PROBLEMS AND TASKS:
1 > In the pull request below, list each keyword argument passed to the `prove_args.add_argument` call that adds the `--break-on-function` flag.
2 > Reproduce the part of the pull request below between "diff --git a/kmir/src/kmir/__main__.py" and "proof_args = ArgumentParser(add_help=False)", inclusive.
# START OF SOURCE PASSAGE
Add cut-point rules for specific functions / intrinsics (via definition)) (#960)

dkcumming · web-flow · commit 2c84b7f3517e · 2026-03-03T12:23:12.000+10:00
This PR builds upon #931 modifying the approach in response to the comments on that PR. For full context read #931 _first_. The `kmir prove-rs` flag `--break-on-function` is implemented in this PR as a compiled definition with hooked function to retrieve the function names to match on. This is similar to the already existing pattern that compiles the static data of a KMIR configuration into the definition. This allows for functions to be provided both when creating the initial proof, and when reading from disc (triggers a recompile of llvm if different flags are provided). I added a test to demonstrate this working on functions and intrinsics, only matching those provided. I do not have a test from reading a partial proof and adding different function names - I did test it but it seemed a bit overboard for a test just now. I did try the method with [K shell access impure function](https://github.com/runtimeverification/k/blob/master/k-distribution/include/kframework/builtin/domains.md#shell-access), however this created branching for every function call since the result was stored in a symbolic value. I couldn't figure out how to get that working concretely (I don't think it is possible but might be wrong).
diff --git a/kmir/src/kmir/__main__.py b/kmir/src/kmir/__main__.py
@@ -410,6 +410,13 @@ def _arg_parser() -> ArgumentParser:
         action='store_true',
         help='Break on every MIR step (statements and terminators)',
     )
+    prove_args.add_argument(
+        '--break-on-function',
+        dest='break_on_function',
+        action='append',
+        default=None,
+        help='Break when calling functions / intrinsics matching this name (repeatable)',
+    )
 
     proof_args = ArgumentParser(add_help=False)
     proof_args.add_argument('id', metavar='PROOF_ID', help='The id of the proof to view')
@@ -638,6 +645,7 @@ def _parse_args(ns: Namespace) -> KMirOpts:
                 break_every_step=ns.break_every_step,
                 terminate_on_thunk=ns.terminate_on_thunk,
                 add_module=ns.add_module,
+                break_on_function=ns.break_on_function or [],
             )
# END OF SOURCE PASSAGE
# START OF DATA
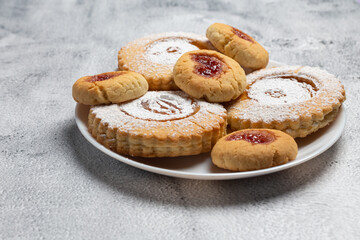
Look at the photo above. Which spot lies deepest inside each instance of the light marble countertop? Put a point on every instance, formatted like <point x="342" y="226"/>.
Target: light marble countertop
<point x="55" y="185"/>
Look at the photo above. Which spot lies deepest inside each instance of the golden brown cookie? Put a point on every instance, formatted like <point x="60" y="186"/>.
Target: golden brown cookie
<point x="238" y="45"/>
<point x="154" y="56"/>
<point x="159" y="124"/>
<point x="110" y="87"/>
<point x="210" y="75"/>
<point x="294" y="99"/>
<point x="254" y="149"/>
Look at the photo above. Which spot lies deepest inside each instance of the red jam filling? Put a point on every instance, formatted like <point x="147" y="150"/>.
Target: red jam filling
<point x="242" y="35"/>
<point x="253" y="136"/>
<point x="208" y="65"/>
<point x="104" y="76"/>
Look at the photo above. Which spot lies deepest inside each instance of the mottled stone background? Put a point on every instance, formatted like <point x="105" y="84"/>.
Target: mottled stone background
<point x="55" y="185"/>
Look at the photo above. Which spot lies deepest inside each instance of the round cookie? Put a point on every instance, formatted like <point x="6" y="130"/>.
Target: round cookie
<point x="253" y="149"/>
<point x="154" y="56"/>
<point x="109" y="87"/>
<point x="294" y="99"/>
<point x="159" y="124"/>
<point x="238" y="45"/>
<point x="210" y="75"/>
# END OF DATA
ANSWERS TO THE TASKS:
1 > dest, action, default, help

2 >
diff --git a/kmir/src/kmir/__main__.py b/kmir/src/kmir/__main__.py
@@ -410,6 +410,13 @@ def _arg_parser() -> ArgumentParser:
         action='store_true',
         help='Break on every MIR step (statements and terminators)',
     )
+    prove_args.add_argument(
+        '--break-on-function',
+        dest='break_on_function',
+        action='append',
+        default=None,
+        help='Break when calling functions / intrinsics matching this name (repeatable)',
+    )
 
     proof_args = ArgumentParser(add_help=False)